Complete the following:
1. Before the interview and the data, copy the Lance Olsen interview text verbatim, everything from "EB: Dreamlives of" down to "and the Minotaur?".
2. Carry on the interview with Lance Olsen about Dreamlives of Debris from the point where it stops, before the data begins.

━━━━━ Text block

An Interview with Lance Olsen, author of Dreamlives of Debris

photo credit: andi olsen

Lance Olsen is the author of more than 20 books including eleven novels, one hypertext, critical studies, short-story collections, a poetry chapbook, and two anti-textbooks. His work has appeared in such places as Conjunctions, Black Warrior Review, Fiction International, Iowa Review, Hotel Amerika, Village Voice, Time Out New York, BOMB, Gulf Coast, McSweeney’s, and Best American Non-Required Reading.

He is a Guggenheim and an N.E.A. fellowship recipient and teaches at the University of Utah.

We recently talked about his forthcoming book Dreamlives of Debris.

EB: Dreamlives of Debris seems to me to be in part a book about bodies. What prompted you to write this particular retelling of the story of Theseus and the Minotaur?

LO: The central point of view in Dreamlives of Debris lies with the Minotaur. We’re not talking about a monster with a bull’s head and human’s body here, though, but rather a little deformed girl whose parents hide her away at birth from public view in the labyrinth below Knossos.

She calls herself Debris, and possesses the ability to hear/see/feel the thoughts, memories, desires, pasts and futures of others throughout history, from Herodotus to Silk route traders to Borges, Derrida, and Edward Snowden. In fact, she can’t stop herself from channeling those voices. That’s the problem.

Her body, then, becomes a kind of living instrument through which time and others travel. That may sound like a science-fiction trope. But her state is also a metaphor for our Heraclitean bodies, how they are portals through which we are in good part constructed by temporality and the voices of strangers.

I’m also deeply interested in our culture’s notions of monstrosity: What does such an idea mean, and what does it reveal about what our society must repress to remain whole?

EB: It seems to me that there is a special value to retelling myths in that it both challenges the myths themselves and challenges contemporary mythologies. Is that part of what you had in mind here?

LO: Absolutely. Rewriting is a form of re-righting, bringing essential narratives into a contemporary key, because through retellings we un-tell, compose our present rather than perpetuating someone else’s past, interrogate the assumptions behind received narratives, recast them so they continue to mean for us.

By doing so, we remind ourselves that there are always other ways to narrativize our lives, which is to say other ways to live them, than the ones we’ve been taught.

EB: In Dreamlives of Debris you seem to be defying the reader to keep up, and the text sent me to Wikipedia more than once. How should readers approach the book?

LO: When I begin composing a work, I often ask myself what its central metaphor is, then follow that down through overall structure all the way to word choice. Here that metaphor is the labyrinth.

I laid out Dreamlives myself in InDesign, as interested in building a novel as in writing one. Every page is a perfect square loud with white space. Each represents a different room in Debris’ labyrinth. And each arrives without a page number, so it’s easy to become disoriented, lost, as a reader, just as Debris and her victims become disoriented, lost at the level of narrative.

━━━━━━━━━━
━━━━━ Entries provided

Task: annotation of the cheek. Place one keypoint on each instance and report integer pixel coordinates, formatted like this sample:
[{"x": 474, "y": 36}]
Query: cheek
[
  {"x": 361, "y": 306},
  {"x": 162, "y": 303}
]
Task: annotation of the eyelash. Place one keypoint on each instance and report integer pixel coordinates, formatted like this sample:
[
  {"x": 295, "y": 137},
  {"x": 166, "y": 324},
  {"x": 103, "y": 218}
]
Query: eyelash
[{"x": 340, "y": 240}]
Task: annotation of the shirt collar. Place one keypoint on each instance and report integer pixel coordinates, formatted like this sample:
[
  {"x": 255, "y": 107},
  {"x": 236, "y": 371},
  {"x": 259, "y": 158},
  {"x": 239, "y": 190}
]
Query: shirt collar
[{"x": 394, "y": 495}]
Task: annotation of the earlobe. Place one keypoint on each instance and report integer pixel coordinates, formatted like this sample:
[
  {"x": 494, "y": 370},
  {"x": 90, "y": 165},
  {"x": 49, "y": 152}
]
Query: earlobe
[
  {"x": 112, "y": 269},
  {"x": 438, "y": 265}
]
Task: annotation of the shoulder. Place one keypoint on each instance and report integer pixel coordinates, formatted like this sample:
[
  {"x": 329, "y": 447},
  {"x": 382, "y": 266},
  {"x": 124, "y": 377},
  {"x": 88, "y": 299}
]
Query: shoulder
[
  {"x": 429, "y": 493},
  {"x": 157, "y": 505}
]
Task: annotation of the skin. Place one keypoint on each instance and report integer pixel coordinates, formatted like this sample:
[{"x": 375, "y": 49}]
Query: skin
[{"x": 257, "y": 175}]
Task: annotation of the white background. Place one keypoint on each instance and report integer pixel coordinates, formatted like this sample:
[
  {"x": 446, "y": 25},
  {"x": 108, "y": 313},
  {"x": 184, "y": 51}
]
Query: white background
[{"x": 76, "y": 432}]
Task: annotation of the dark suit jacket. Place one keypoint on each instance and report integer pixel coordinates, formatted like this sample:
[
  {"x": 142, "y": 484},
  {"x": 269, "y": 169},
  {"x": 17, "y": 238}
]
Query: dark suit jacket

━━━━━━━━━━

Exercise results:
1.
EB: Dreamlives of Debris seems to me to be in part a book about bodies. What prompted you to write this particular retelling of the story of Theseus and the Minotaur?

2.
Because the novel arrives with no conventional location markers, the reader may feel a bit freer to jump around, begin to think of reading as a mode of choreography, a way of being in the world, taking various paths as the mood strikes, for as long as the mood strikes, and then perhaps wandering off in a different direction.

Another way of saying this: Dreamlives is, I hope, both an estrangement of the reading process and an invitation to read widely, freely, wildly, thinking of the novel as one part of a larger textual constellation (including, say, Wikipedia, other tellings of the Minotaur myth, a dictionary), whose dots one can join in a multitude of ways.

EB: Can you tell us a little about how you balance the experimentation and the quest for revelation — or truth — in your work?

LO: I’m a subscriber to Roland Barthes’ observation: “Literature is the question minus the answer.” So the kind of writing that excites me most isn’t that which presents a truth (I might call that propaganda) so much as that which presents a problematics, both at the stratum of form and theme, meant to challenge us to see and feel and think in unusual, complex, and — all going well — illuminating ways.

Truth suggests a telos, an end, a point of arrival, a product. I guess I’m more interested in the journey through the unending labyrinth.

EB: In Dreamlives of Debris you comment on grammar and language quite a bit, saying for example that “grammar is by nature a category of error,” that “people put too much faith in grammar” and that “language is a proliferation of distance,” and at one point referring to a chamber that “stank language. Vowels, mostly.” How do you feel about grammar and language?

LO: We started off talking about Dreamlives as an investigation of bodies, of embodiment, which is definitely the case, yet in my mind the novel is equally an investigation into the problem of language —a problem that has dogged theory for the last hundred years plus. The more philosophers and writers have tried to tackle that idea, whether Nietzsche, Wittgenstein, or Derrida, the more language has come to seem slippery and gorgeous and a system that is both profoundly flawed and beyond which we cannot think.

The question only gets more fascinatingly complicated when we ask precisely what the relationship between language and the body is. These days theory tends to privilege the latter, but of course we can’t think the body without language, nor can we think language without the body.

Debris understands this at a cellular level.

EB: I was struck by the name Debris, so I did a little googling and found that there are people named Debris. What do you make of that?

LO: I had no idea! I’m without words.

EB: Your work is known for rebelling or resisting the concept of genre. What do you think of genre?

LO: Genres are a series of reading codes we’ve been taught to recognize. They allow us to have relatively predictable, comfortable relationships with texts. But those that I respond to most are the ones that destabilize our reading experience in various ways, including by fusing and confusing genres, or trying to work outside them altogether.

Experimental narrative isn’t just another genre like, say, detective fiction or romance, in other words. Rather, I think of it as a possibility space that invites us to move beyond categorical thinking.

EB: You’ve been a writer for some time now. How has your notion of innovation evolved?

LO: I guess a good way to put it is this: none of us are the same readers at forty we were at fourteen, or at sixty we were at six. So what constitutes the concept of innovation will change for each of us over time, depending on what we’ve read, how we’ve lived, how we’ve changed (I wouldn’t quite say “evolved,” which might connote progress for some), how we’ve been educated, even where we’ve inhabited. So one person’s mind-bending experimentation may be another’s ho-hum status quo.

I suppose, given my own set of circumstances, my tolerance for what some might call extreme texts has gone up.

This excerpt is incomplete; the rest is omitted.